#### Stored data

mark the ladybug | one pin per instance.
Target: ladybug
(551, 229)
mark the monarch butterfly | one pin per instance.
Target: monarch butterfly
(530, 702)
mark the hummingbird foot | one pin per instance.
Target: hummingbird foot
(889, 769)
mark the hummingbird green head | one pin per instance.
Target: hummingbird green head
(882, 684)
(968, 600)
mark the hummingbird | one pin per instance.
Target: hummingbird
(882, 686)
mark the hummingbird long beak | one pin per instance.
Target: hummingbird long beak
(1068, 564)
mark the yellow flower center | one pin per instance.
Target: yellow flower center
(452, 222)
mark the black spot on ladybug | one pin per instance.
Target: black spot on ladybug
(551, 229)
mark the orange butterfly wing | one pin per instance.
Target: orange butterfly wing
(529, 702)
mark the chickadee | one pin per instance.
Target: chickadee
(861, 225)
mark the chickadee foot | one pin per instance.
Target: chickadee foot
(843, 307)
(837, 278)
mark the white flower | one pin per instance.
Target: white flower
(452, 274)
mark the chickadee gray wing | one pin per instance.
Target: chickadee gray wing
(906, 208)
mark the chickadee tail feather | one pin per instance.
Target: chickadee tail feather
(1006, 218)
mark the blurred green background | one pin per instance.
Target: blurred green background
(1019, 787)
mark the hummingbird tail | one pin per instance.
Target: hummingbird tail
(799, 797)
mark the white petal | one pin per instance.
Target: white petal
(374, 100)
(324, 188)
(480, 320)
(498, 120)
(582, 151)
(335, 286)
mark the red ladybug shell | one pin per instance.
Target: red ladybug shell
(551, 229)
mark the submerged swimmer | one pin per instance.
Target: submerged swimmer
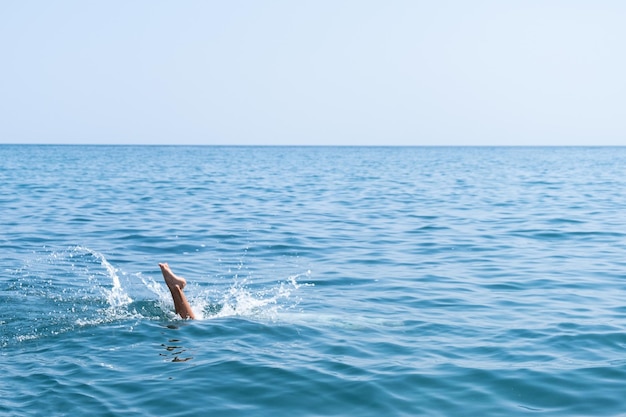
(176, 285)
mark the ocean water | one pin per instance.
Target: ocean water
(327, 281)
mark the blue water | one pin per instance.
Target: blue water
(328, 281)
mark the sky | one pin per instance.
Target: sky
(300, 72)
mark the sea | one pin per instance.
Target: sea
(326, 281)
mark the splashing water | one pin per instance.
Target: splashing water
(79, 287)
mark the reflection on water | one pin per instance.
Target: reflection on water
(174, 350)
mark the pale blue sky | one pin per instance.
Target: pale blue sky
(321, 72)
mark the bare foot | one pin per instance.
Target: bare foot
(171, 279)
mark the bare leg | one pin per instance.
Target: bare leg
(176, 285)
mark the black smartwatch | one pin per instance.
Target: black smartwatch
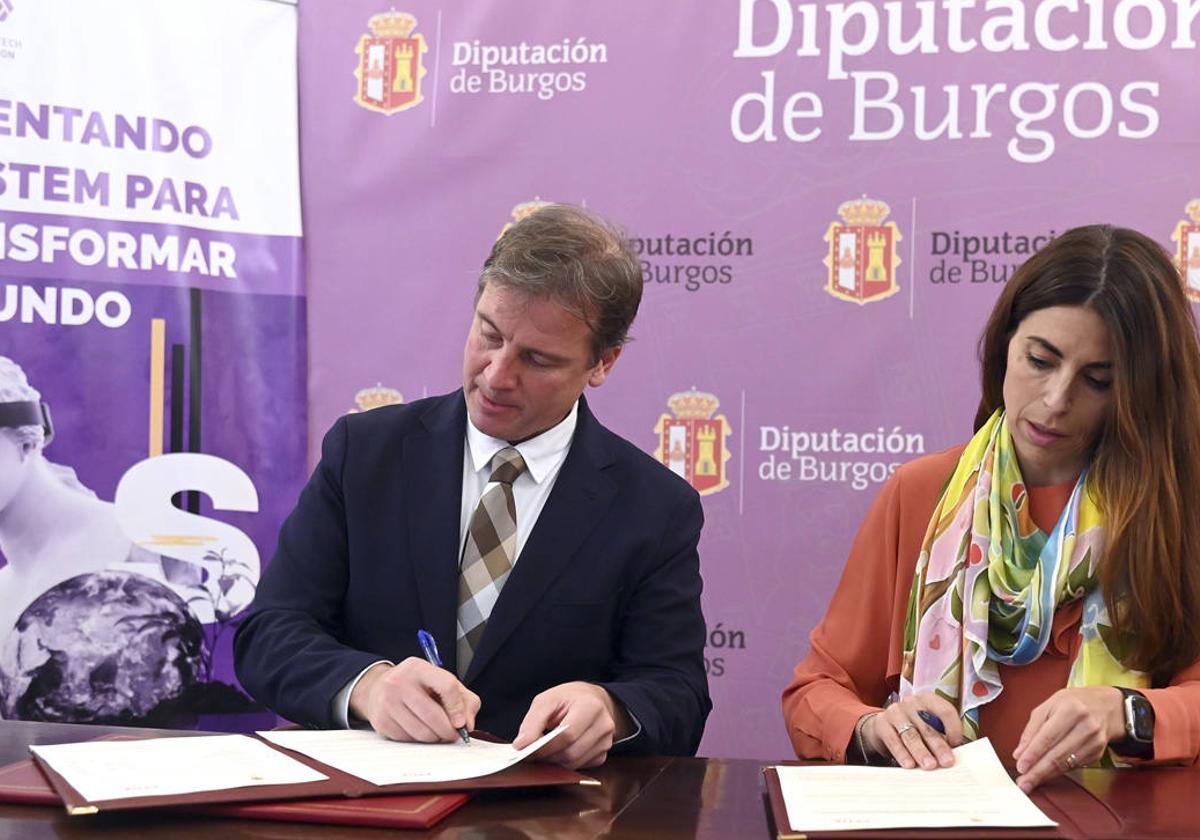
(1139, 717)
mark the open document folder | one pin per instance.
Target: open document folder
(203, 769)
(977, 792)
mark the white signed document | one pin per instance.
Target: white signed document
(367, 755)
(121, 769)
(976, 792)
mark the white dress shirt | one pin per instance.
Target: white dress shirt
(544, 456)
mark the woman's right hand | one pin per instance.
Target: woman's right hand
(899, 732)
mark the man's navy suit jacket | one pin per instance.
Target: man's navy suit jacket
(606, 588)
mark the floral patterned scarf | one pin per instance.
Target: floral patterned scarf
(988, 582)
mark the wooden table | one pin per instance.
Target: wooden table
(640, 797)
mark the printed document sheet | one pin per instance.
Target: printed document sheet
(367, 755)
(121, 769)
(976, 792)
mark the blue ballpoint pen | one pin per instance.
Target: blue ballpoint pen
(934, 721)
(931, 719)
(430, 648)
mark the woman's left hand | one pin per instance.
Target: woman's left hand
(1071, 729)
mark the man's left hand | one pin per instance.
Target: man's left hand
(1071, 729)
(593, 718)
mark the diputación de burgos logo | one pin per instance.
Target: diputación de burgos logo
(376, 397)
(862, 257)
(693, 443)
(523, 69)
(390, 64)
(1187, 255)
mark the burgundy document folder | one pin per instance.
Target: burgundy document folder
(24, 784)
(337, 785)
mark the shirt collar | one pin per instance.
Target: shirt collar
(540, 453)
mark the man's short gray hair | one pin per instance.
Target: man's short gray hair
(580, 261)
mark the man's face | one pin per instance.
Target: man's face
(526, 363)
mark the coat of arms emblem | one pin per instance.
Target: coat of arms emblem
(1187, 255)
(390, 66)
(693, 443)
(863, 256)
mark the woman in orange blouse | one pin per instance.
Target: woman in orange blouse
(1039, 586)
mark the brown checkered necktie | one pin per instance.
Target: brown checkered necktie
(489, 553)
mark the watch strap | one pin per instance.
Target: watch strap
(1131, 744)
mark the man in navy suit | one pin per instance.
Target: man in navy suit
(598, 623)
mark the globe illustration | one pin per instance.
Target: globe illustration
(100, 648)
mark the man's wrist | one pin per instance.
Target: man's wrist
(360, 695)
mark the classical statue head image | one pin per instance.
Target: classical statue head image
(82, 640)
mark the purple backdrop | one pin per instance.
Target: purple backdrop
(401, 209)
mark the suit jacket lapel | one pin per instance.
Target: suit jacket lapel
(432, 477)
(579, 501)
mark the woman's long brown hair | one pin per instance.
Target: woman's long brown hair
(1146, 465)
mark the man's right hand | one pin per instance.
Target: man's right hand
(414, 701)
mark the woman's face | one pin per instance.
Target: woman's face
(1057, 391)
(15, 460)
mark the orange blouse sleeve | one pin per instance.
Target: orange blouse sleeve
(855, 653)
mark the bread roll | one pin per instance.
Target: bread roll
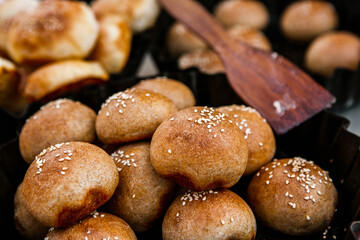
(52, 80)
(112, 49)
(199, 148)
(132, 115)
(331, 51)
(97, 226)
(175, 90)
(302, 21)
(68, 181)
(142, 196)
(9, 10)
(9, 81)
(55, 30)
(180, 39)
(257, 133)
(217, 214)
(140, 14)
(293, 196)
(244, 12)
(25, 223)
(206, 60)
(58, 121)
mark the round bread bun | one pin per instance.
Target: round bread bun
(9, 10)
(331, 51)
(180, 39)
(257, 133)
(68, 181)
(199, 148)
(218, 214)
(142, 196)
(99, 225)
(132, 115)
(9, 81)
(55, 30)
(140, 14)
(244, 12)
(52, 80)
(293, 196)
(175, 90)
(206, 60)
(302, 21)
(58, 121)
(112, 49)
(25, 223)
(250, 36)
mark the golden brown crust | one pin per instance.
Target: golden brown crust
(293, 196)
(206, 60)
(25, 223)
(58, 121)
(113, 46)
(55, 30)
(181, 39)
(244, 12)
(251, 36)
(83, 173)
(142, 196)
(9, 81)
(140, 14)
(132, 115)
(97, 226)
(51, 79)
(257, 133)
(175, 90)
(199, 148)
(331, 51)
(218, 214)
(304, 20)
(9, 10)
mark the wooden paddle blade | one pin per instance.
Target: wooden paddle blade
(281, 92)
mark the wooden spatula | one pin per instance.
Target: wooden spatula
(283, 94)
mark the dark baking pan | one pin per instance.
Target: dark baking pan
(323, 139)
(343, 84)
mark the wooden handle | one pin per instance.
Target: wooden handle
(198, 19)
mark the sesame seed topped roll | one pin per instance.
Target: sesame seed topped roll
(213, 214)
(132, 115)
(142, 196)
(293, 196)
(98, 225)
(175, 90)
(68, 181)
(257, 133)
(199, 148)
(62, 120)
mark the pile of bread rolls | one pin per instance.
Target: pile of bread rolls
(57, 45)
(311, 23)
(151, 156)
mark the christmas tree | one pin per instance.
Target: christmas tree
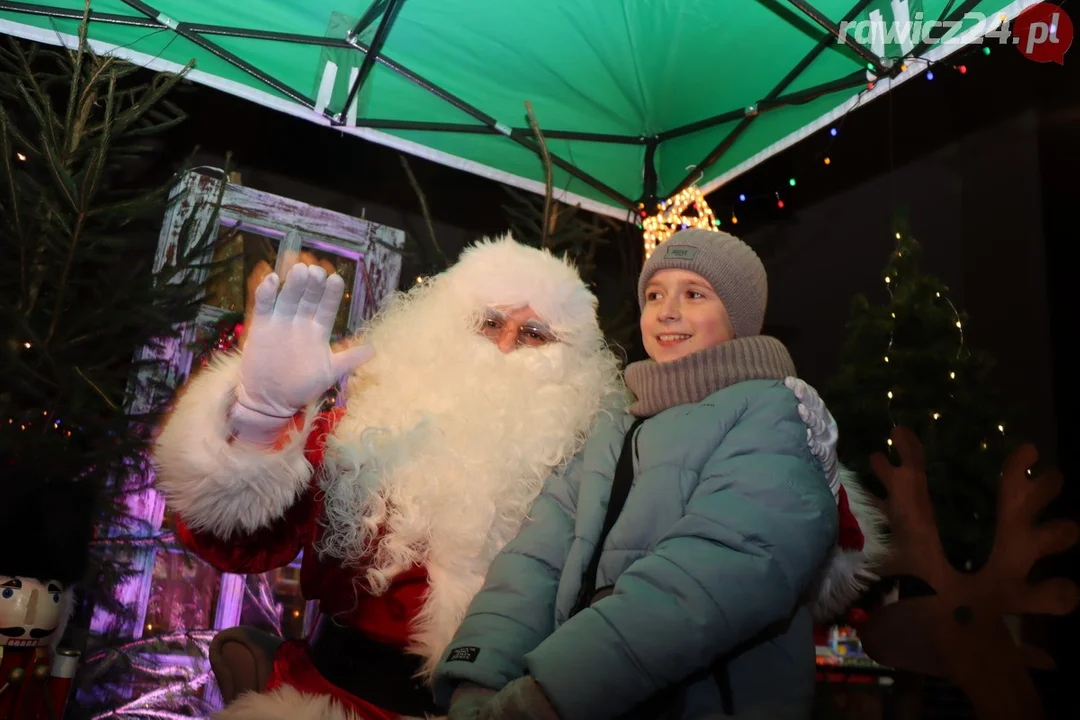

########

Exercise goal:
Which lines in the entries above contain the word "submerged"? Copy each one.

Solution below:
mark the submerged swimmer | one pin per instance.
Target: submerged swimmer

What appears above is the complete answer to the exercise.